◆ SOURCE EXTRACT
____

IF you feel positively zonked after dental treatment and end up snuggling under your duvet for several days afterwards, you are not alone.
Some people say it feels as if they’ve been run over by a bus. The reasons for these post-dental dips can be intriguing.
For some people, the mere thought of dental treatment can cause sleepless nights and drench them in cold sweat.
The body expends an awful lot of energy when it is in a state of anxiety. Billions of cells go into chemical hyperdrive, it’s as if all the lights in the castle were switched on in one go and set to full-tilt disco mode.
This continuous fight or flight state takes its toll and by the time a dental appointment comes around the body is physically spent. Once the ‘threat’ that it had been preparing for is over, the chemical lights can be switched off, leaving energy levels at rock bottom and a person feeling knackered.
Stress is not the only player causing the tiredness. It can also be down to our friends, the bacteria. We may think of ourselves as human, but with twice as many bacterial cells in our bodies than human ones, we are simply elaborate guesthouses for bacteria.

____

(Data records)

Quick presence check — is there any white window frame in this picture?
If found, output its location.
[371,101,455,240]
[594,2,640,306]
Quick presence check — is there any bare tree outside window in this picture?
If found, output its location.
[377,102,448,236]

____

◆ PROBLEM SET
• a. In the dental fatigue text, swap "castle" for "house" and write out everything from "For some people, the" down to "full-tilt disco mode.".
• b. Carry on the dental fatigue text from the point where it stops.

◆ REPLIES
• a.
For some people, the mere thought of dental treatment can cause sleepless nights and drench them in cold sweat.
The body expends an awful lot of energy when it is in a state of anxiety. Billions of cells go into chemical hyperdrive, it’s as if all the lights in the house were switched on in one go and set to full-tilt disco mode.

• b.
There can be teaspoons of infection around teeth; all sorts of yuckiness prowl in tooth abscesses and gum disease. When a tooth’s number is up and it needs to be pulled, the bacteria can spike in our bloodstream causing bacteraemia.
This sets off the immune system’s alarm bells, causing a rush of infection-fighting cells to the scene to clean up the carnage which uses immense amounts of energy so the body must recharge afterwards.
On top of that adrenaline is added to dental anaesthetic which makes it work better. However, this can also produce a similar effect to caffeine or sugar where your body crashes later on.
This doesn’t mean that you should request an anaesthetic without adrenaline as that just gives different problems.
To help minimise tiredness, try deep breathing before, during and after appointments to reduce stress and balance your body.